[START Records for the exercise]
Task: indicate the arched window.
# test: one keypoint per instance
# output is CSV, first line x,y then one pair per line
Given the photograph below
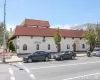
x,y
48,46
24,47
37,47
68,46
83,45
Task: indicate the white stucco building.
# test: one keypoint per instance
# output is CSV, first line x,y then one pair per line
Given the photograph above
x,y
36,35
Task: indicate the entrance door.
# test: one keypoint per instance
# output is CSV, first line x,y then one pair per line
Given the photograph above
x,y
74,47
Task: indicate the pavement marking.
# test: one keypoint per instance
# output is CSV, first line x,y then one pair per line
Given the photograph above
x,y
27,70
12,78
82,76
32,76
20,63
11,71
65,65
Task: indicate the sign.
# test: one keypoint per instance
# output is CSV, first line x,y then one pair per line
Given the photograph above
x,y
37,42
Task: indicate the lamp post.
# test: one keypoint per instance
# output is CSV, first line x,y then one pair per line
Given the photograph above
x,y
4,36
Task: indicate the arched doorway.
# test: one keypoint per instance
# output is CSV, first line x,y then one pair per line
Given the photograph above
x,y
59,47
74,47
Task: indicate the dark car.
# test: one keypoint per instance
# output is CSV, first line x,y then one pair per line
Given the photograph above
x,y
65,55
37,56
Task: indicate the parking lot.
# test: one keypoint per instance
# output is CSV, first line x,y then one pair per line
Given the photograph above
x,y
82,68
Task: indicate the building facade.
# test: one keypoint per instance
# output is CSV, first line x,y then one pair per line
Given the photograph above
x,y
36,35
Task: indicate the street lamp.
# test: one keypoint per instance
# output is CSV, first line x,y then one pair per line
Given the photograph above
x,y
4,36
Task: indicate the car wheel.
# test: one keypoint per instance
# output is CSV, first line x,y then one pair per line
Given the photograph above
x,y
73,57
30,60
61,59
46,59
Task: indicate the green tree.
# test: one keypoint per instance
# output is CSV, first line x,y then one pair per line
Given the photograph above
x,y
11,46
57,39
90,37
2,32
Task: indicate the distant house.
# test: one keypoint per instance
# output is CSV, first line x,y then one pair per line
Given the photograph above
x,y
36,35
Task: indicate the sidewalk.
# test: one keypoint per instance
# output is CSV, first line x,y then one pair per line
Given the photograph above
x,y
81,55
15,58
12,59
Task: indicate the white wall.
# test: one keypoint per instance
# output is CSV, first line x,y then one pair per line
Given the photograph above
x,y
43,46
32,42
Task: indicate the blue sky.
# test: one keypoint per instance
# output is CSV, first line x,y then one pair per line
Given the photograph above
x,y
57,12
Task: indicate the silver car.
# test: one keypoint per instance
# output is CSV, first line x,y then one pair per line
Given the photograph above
x,y
96,52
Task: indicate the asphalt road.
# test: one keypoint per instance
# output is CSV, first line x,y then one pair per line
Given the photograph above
x,y
83,68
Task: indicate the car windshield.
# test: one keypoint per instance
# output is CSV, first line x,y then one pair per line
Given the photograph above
x,y
96,49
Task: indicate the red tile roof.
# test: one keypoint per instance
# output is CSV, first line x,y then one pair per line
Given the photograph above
x,y
33,22
31,31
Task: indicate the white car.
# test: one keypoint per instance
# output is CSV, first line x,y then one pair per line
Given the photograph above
x,y
96,52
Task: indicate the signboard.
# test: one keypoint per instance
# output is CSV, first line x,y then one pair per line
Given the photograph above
x,y
37,42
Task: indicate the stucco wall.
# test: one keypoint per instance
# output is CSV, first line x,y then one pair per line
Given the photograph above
x,y
31,43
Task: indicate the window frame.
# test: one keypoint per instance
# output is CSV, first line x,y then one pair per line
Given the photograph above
x,y
49,46
25,47
83,46
68,46
37,47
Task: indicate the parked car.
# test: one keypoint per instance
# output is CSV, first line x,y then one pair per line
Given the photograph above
x,y
96,52
65,55
37,56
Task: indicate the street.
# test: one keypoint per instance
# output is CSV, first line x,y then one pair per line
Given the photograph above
x,y
82,68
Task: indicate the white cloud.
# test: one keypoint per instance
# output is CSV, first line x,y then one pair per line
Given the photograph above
x,y
63,26
10,26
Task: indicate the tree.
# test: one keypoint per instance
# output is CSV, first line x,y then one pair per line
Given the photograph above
x,y
11,46
57,39
2,32
90,37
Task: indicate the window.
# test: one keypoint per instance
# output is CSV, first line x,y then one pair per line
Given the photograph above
x,y
83,46
72,37
68,46
43,39
24,47
31,37
37,47
48,46
17,46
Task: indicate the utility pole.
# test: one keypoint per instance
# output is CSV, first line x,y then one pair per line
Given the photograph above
x,y
4,36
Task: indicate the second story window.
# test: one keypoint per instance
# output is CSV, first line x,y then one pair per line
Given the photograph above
x,y
24,47
83,46
48,46
68,46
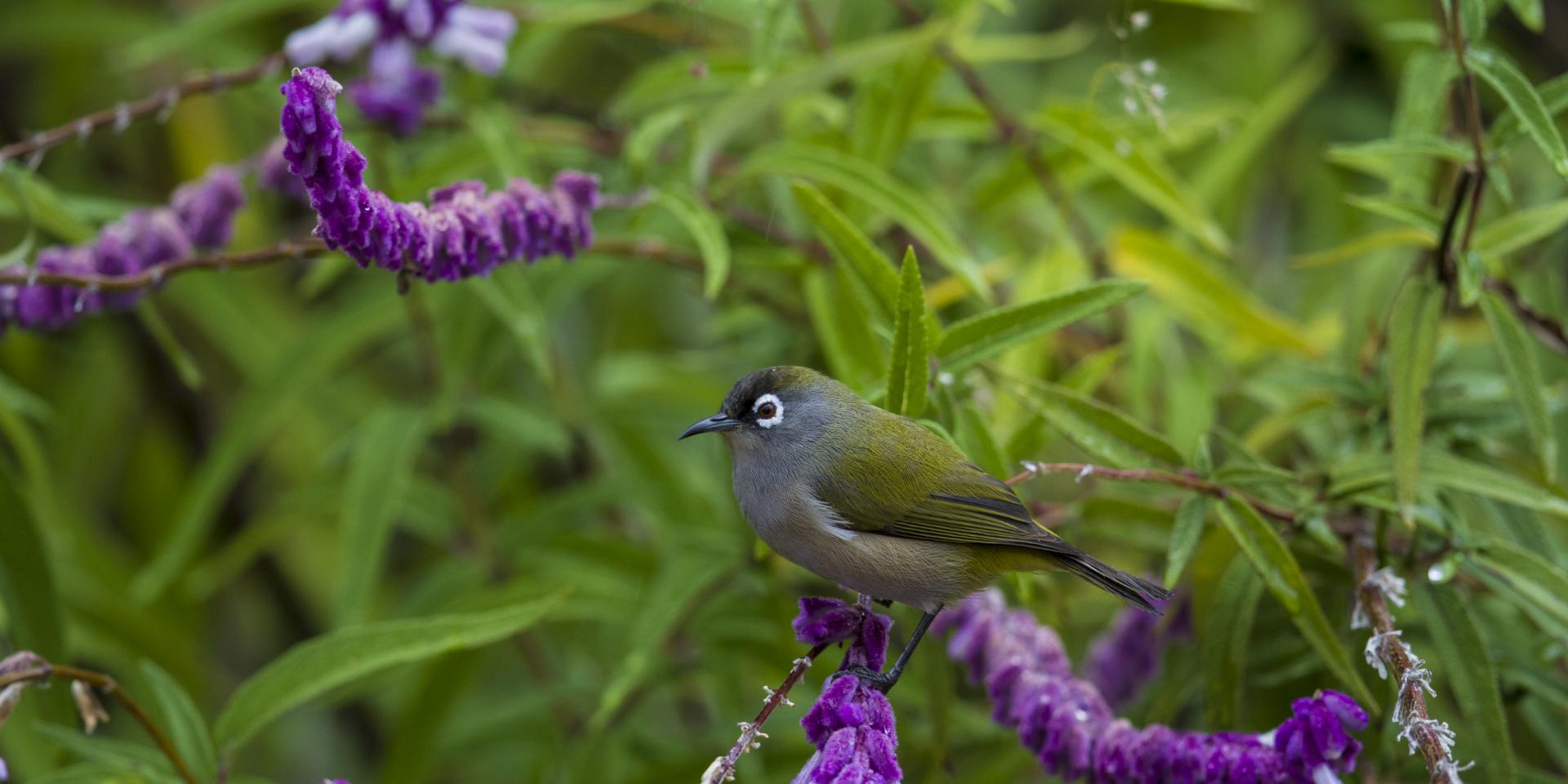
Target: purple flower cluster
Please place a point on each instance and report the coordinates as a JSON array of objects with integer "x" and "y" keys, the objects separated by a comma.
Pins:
[
  {"x": 852, "y": 724},
  {"x": 395, "y": 90},
  {"x": 1128, "y": 654},
  {"x": 1075, "y": 734},
  {"x": 461, "y": 233},
  {"x": 199, "y": 216}
]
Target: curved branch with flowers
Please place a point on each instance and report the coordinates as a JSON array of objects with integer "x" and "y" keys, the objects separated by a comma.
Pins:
[{"x": 345, "y": 347}]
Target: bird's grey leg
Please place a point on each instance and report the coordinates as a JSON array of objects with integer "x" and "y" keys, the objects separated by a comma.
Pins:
[{"x": 884, "y": 681}]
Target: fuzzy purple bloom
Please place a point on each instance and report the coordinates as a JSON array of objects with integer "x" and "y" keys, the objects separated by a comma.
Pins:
[
  {"x": 1126, "y": 656},
  {"x": 852, "y": 725},
  {"x": 395, "y": 91},
  {"x": 199, "y": 214},
  {"x": 206, "y": 207},
  {"x": 461, "y": 233},
  {"x": 1075, "y": 734},
  {"x": 475, "y": 37}
]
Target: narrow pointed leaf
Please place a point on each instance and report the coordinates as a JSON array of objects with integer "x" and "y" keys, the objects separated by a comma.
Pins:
[
  {"x": 1525, "y": 378},
  {"x": 908, "y": 366},
  {"x": 706, "y": 231},
  {"x": 336, "y": 659},
  {"x": 993, "y": 332},
  {"x": 1283, "y": 576},
  {"x": 1411, "y": 341}
]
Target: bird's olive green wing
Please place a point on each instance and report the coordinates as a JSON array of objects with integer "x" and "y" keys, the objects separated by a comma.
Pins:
[{"x": 908, "y": 482}]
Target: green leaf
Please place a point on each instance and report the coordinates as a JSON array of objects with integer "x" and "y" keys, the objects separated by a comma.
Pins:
[
  {"x": 882, "y": 192},
  {"x": 1529, "y": 13},
  {"x": 318, "y": 666},
  {"x": 1225, "y": 620},
  {"x": 1498, "y": 71},
  {"x": 1525, "y": 378},
  {"x": 1140, "y": 170},
  {"x": 706, "y": 229},
  {"x": 1236, "y": 154},
  {"x": 1205, "y": 295},
  {"x": 1184, "y": 537},
  {"x": 1539, "y": 586},
  {"x": 27, "y": 582},
  {"x": 257, "y": 412},
  {"x": 993, "y": 332},
  {"x": 850, "y": 247},
  {"x": 1283, "y": 576},
  {"x": 381, "y": 463},
  {"x": 1520, "y": 228},
  {"x": 1467, "y": 475},
  {"x": 182, "y": 722},
  {"x": 1099, "y": 429},
  {"x": 1467, "y": 664},
  {"x": 1411, "y": 342},
  {"x": 744, "y": 107},
  {"x": 910, "y": 361}
]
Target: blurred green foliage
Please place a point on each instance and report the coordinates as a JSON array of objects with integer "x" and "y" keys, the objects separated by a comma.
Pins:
[{"x": 463, "y": 511}]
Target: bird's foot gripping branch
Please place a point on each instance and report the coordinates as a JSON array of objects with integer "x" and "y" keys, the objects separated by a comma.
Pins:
[{"x": 1062, "y": 719}]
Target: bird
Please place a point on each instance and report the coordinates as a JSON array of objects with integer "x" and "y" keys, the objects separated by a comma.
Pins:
[{"x": 882, "y": 506}]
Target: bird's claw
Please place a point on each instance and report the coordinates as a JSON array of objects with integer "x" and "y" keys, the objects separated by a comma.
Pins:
[{"x": 879, "y": 681}]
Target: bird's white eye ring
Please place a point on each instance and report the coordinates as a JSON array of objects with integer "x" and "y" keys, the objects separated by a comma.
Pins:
[{"x": 768, "y": 410}]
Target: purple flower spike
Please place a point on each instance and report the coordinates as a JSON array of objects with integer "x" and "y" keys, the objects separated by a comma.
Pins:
[
  {"x": 1073, "y": 733},
  {"x": 395, "y": 91},
  {"x": 461, "y": 233},
  {"x": 199, "y": 214},
  {"x": 1126, "y": 656},
  {"x": 852, "y": 725},
  {"x": 826, "y": 621}
]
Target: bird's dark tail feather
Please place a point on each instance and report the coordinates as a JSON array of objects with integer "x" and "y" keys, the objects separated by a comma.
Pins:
[{"x": 1126, "y": 587}]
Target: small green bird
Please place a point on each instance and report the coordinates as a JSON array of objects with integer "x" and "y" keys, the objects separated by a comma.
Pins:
[{"x": 879, "y": 504}]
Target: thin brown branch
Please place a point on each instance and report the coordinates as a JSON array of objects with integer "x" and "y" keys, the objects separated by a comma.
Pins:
[
  {"x": 724, "y": 768},
  {"x": 1547, "y": 330},
  {"x": 1021, "y": 137},
  {"x": 162, "y": 272},
  {"x": 1159, "y": 475},
  {"x": 121, "y": 115},
  {"x": 1401, "y": 664},
  {"x": 105, "y": 684}
]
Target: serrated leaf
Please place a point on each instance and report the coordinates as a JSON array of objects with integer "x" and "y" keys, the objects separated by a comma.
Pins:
[
  {"x": 1099, "y": 429},
  {"x": 318, "y": 666},
  {"x": 1520, "y": 228},
  {"x": 1411, "y": 342},
  {"x": 1283, "y": 576},
  {"x": 1184, "y": 537},
  {"x": 993, "y": 332},
  {"x": 182, "y": 722},
  {"x": 1205, "y": 295},
  {"x": 381, "y": 461},
  {"x": 1525, "y": 375},
  {"x": 850, "y": 248},
  {"x": 1498, "y": 71},
  {"x": 910, "y": 363},
  {"x": 883, "y": 194},
  {"x": 1140, "y": 170},
  {"x": 1467, "y": 666},
  {"x": 706, "y": 229}
]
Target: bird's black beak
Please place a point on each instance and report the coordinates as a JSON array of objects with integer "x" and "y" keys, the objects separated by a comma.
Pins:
[{"x": 714, "y": 424}]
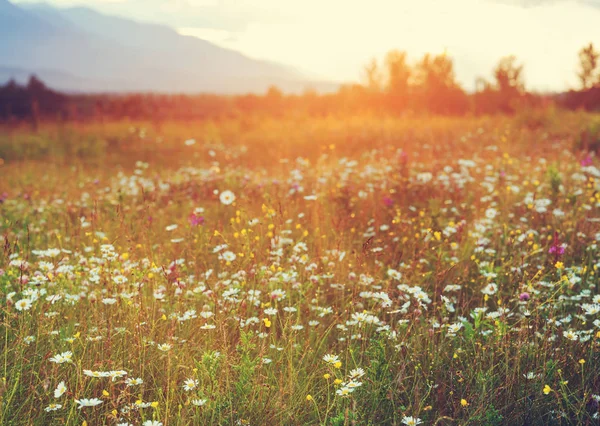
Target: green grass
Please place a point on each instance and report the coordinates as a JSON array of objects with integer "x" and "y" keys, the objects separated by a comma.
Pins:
[{"x": 462, "y": 203}]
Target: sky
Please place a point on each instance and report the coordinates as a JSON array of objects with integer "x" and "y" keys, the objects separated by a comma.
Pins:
[{"x": 334, "y": 39}]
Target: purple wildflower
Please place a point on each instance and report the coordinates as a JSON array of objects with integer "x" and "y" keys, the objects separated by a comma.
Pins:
[{"x": 196, "y": 220}]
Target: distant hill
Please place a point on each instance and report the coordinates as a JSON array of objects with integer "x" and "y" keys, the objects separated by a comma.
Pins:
[{"x": 80, "y": 50}]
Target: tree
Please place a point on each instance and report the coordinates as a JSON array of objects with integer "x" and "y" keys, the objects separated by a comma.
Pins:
[
  {"x": 588, "y": 62},
  {"x": 510, "y": 83},
  {"x": 397, "y": 79},
  {"x": 372, "y": 76},
  {"x": 509, "y": 75},
  {"x": 436, "y": 87}
]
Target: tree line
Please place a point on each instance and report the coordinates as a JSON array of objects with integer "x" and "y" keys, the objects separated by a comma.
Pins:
[{"x": 391, "y": 86}]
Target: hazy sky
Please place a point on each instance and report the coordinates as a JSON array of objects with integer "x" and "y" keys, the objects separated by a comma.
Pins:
[{"x": 333, "y": 39}]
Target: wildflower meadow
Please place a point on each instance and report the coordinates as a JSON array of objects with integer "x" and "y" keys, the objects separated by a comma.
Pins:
[{"x": 359, "y": 270}]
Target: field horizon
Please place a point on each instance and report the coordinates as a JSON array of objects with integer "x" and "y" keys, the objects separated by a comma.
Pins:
[{"x": 358, "y": 269}]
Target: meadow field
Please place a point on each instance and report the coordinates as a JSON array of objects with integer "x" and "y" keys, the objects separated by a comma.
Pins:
[{"x": 359, "y": 270}]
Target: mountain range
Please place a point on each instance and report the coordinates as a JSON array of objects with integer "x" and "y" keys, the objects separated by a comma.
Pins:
[{"x": 80, "y": 50}]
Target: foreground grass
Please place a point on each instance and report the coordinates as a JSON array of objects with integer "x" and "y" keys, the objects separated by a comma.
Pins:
[{"x": 361, "y": 271}]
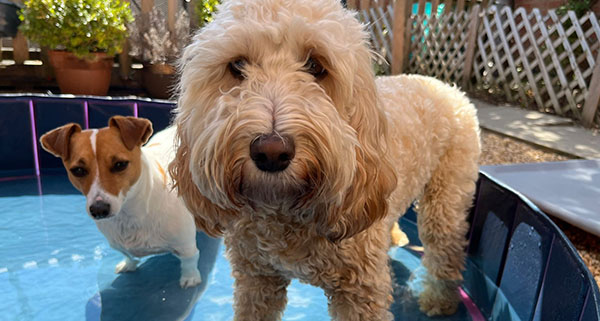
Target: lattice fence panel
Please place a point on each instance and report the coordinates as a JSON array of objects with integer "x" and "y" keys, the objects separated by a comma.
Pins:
[
  {"x": 438, "y": 45},
  {"x": 542, "y": 61},
  {"x": 379, "y": 21}
]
[END Records for the exercise]
» **Set exercise**: Leave out all pictures and retype precisely the lines that run from the line containing "Target: wildflower meadow" to the last line of the records.

» **Worked answer**:
Target: wildflower meadow
Please place a point on each instance and report the coordinates as a JSON array of objects with integer "x" and "y" keys, the objects separated by a comma.
Pins:
[{"x": 359, "y": 270}]
Target: field horizon
Please place a point on each instance and report the coordinates as a JSON array of objects with integer "x" and "y" keys, the objects separated by a comma.
Pins:
[{"x": 358, "y": 269}]
Target: meadow field
Please place a point on each instance and report the coordinates as a JSON array of objects with integer "x" and "y" keys, the objects separated by a comma.
Pins:
[{"x": 359, "y": 270}]
Target: mountain range
Please place a point on each instance and report the coordinates as a JSON array of objects with integer "x" and "y" keys, the objects separated by a comma.
Pins:
[{"x": 80, "y": 50}]
Target: foreground grass
Please place a point on each instance and report the coordinates as a JSON array of objects with integer "x" and "y" keys, the objects separated by a comma.
Pins:
[{"x": 361, "y": 271}]
Target: lattice fence panel
Please place a point on each instance and report the coordinates as a JSON array of objects with integer "x" and "y" keys, the objects separated by a comma.
Pins:
[
  {"x": 438, "y": 45},
  {"x": 542, "y": 61},
  {"x": 379, "y": 21}
]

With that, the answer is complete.